Required work → Can you repeat the part of the post on renting versus buying that opens with the words containing "What are the" and closes with "was a rarity.", swapping "maintenance" for "upkeep"?

Begin Page

Hereby I will prove how the realty boomers arguments are false.

What are the boomers arguments?

1.) Buy today, houses always increase in value in the long run.
WRONG. House prices cannot increase more than incomes in the long run. This is obvious if you think about it. If house prices go up more than people can afford to pay, buying stops, like it has stopped now.
Even Warren Buffett have pointed out that houses don't increase in intrinsic value. Unless there's a bubble or a crash, house prices simply reflect current salaries and interest rates. If a house is 100 years old, it's value in sheltering you is exactly the same as it was 100 years ago. Then came the maintenance as the house didn't renovate itself. It also has taxes, and insurance - costs that always increase and never go away. The price of the house went up about as much as salaries went up.
To put this is simple perspective, vegetable were costing Rs.5-6/kg when 5 digit salary was a rarity.
Today, the prices have gone up by about 4 times but so have the salaries. So, sounds very much like the reasoning people use now when they talk about how much their father's house appreciated "in the long run" without considering that salaries rose a proportional amount.

2.) Renting is just wastage of money.
WRONG. As said before renting is now much cheaper per month than owning. If you don't rent, you either:

* Have a mortgage, in which case you are throwing away money on interest, tax, insurance, maintenance, costs that increase forever.
* Own outright, in which case you are throwing away the extra income you could get by converting your house to cash, investing in bonds, and renting a similar place to live for much less money. This extra income is sufficient for emergency expenses,retirement etc.

Either way, owners lose much more money every month than renters and that's assuming prices don't correct to very high level & everything is smooth in the economy.

3.) As a renter, you won't have any money left as you will spend them on vacations,cars & hence won't have equity/savings etc.
WRONG. Equity is just money. Renters are actually in a better position to build equity/savings through investing in anything but housing. Renters can get rich much faster than owners, just by investing in conservative stocks & bonds.

* Owners are losing every month by paying much more for interest than they would pay for rent. The tax deduction does not come close to making owing competitive with renting.
* Owners must pay taxes simply to own a house. That is not true of stocks, bonds, or any other asset that can build equity/savings. Only houses are such a guaranteed drain on cash.
* Owners must insure a house, but not most other investments.
* Owners must pay to repair a house, but not a stock or a bond.
* Owners lose their money as house prices reduce. The EMI's remain constant in spite of reduction in rates. At the end of loan tenure, they would have paid almost twice than that of current renters who will buy at logical rates. Keep interest rates in mind. Most of the EMI is not principal amount but interest.

End Page
Begin Listed records

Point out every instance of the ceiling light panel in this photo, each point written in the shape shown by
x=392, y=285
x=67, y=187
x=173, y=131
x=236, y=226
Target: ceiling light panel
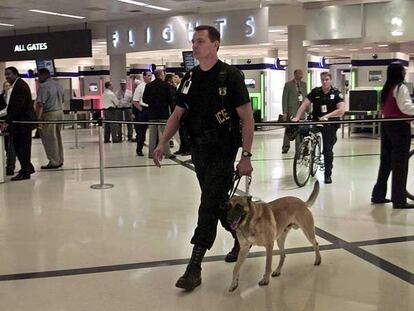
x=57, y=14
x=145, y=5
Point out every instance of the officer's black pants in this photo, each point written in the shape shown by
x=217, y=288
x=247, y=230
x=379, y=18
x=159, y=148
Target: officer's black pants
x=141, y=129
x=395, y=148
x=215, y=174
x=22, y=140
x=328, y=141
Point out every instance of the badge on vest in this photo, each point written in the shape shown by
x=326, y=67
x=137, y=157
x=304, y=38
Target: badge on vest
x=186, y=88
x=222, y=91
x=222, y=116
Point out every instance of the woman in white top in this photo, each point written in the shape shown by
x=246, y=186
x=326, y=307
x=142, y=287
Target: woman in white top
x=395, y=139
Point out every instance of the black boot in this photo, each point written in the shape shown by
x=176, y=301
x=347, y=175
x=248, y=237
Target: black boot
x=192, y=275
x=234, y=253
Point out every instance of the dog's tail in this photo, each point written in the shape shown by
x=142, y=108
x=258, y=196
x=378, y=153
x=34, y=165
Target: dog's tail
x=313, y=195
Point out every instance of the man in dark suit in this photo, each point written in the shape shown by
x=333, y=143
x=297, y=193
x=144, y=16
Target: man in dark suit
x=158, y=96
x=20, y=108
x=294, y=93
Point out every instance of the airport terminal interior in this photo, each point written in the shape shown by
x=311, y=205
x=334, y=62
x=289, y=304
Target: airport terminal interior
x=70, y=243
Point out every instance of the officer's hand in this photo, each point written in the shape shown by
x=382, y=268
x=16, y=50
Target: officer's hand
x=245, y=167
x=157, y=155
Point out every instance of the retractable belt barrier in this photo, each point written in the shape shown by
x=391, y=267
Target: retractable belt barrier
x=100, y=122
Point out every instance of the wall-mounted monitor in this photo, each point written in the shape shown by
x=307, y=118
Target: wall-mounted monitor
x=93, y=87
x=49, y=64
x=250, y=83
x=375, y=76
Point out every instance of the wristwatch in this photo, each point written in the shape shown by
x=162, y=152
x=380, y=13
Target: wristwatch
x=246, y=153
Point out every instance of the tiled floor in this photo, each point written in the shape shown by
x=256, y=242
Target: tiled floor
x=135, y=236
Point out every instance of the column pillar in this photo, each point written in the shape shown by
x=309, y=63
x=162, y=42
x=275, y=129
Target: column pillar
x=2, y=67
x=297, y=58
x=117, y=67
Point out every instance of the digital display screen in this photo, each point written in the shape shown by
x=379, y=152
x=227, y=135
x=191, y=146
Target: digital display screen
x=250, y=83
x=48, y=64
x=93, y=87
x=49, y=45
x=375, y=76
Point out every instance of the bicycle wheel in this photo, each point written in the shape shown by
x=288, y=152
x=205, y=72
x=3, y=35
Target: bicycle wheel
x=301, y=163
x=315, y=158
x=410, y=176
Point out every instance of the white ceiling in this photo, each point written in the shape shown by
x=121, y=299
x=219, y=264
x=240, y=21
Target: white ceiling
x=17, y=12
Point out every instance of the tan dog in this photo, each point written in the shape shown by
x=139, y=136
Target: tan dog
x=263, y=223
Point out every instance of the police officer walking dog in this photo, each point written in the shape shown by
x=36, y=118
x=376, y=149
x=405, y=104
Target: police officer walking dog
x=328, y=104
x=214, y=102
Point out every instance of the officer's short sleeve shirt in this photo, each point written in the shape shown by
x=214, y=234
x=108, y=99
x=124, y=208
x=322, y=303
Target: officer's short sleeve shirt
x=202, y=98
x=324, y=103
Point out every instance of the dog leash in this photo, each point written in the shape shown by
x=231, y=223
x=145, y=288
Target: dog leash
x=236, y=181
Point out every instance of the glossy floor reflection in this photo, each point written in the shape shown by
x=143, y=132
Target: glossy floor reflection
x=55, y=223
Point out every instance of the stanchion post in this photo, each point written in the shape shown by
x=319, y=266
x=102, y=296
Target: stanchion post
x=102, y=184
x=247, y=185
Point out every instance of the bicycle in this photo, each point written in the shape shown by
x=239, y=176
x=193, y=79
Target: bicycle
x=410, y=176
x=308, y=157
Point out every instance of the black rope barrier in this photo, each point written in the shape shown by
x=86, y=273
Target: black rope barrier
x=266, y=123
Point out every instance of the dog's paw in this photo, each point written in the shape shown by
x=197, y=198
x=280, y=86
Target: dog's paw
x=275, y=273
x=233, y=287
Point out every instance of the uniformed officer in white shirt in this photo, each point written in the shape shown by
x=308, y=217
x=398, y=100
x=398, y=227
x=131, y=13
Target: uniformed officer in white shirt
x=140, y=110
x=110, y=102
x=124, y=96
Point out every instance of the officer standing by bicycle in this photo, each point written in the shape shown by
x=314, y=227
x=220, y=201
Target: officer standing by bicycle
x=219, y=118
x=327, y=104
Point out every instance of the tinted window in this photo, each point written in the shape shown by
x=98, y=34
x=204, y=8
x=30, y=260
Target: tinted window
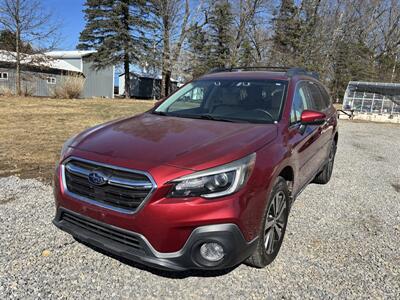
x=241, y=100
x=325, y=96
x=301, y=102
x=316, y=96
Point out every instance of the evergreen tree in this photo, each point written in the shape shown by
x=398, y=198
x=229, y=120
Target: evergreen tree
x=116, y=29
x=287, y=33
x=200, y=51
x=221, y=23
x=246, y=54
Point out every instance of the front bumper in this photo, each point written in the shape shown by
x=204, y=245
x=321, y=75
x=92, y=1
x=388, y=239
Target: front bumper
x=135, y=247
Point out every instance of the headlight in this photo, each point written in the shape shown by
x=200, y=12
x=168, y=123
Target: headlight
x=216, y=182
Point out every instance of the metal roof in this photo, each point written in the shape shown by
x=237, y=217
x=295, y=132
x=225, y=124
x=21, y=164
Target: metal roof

End Listed records

Solved problem →
What are the boomers arguments?

1.) Buy today, houses always increase in value in the long run.
WRONG. House prices cannot increase more than incomes in the long run. This is obvious if you think about it. If house prices go up more than people can afford to pay, buying stops, like it has stopped now.
Even Warren Buffett have pointed out that houses don't increase in intrinsic value. Unless there's a bubble or a crash, house prices simply reflect current salaries and interest rates. If a house is 100 years old, it's value in sheltering you is exactly the same as it was 100 years ago. Then came the upkeep as the house didn't renovate itself. It also has taxes, and insurance - costs that always increase and never go away. The price of the house went up about as much as salaries went up.
To put this is simple perspective, vegetable were costing Rs.5-6/kg when 5 digit salary was a rarity.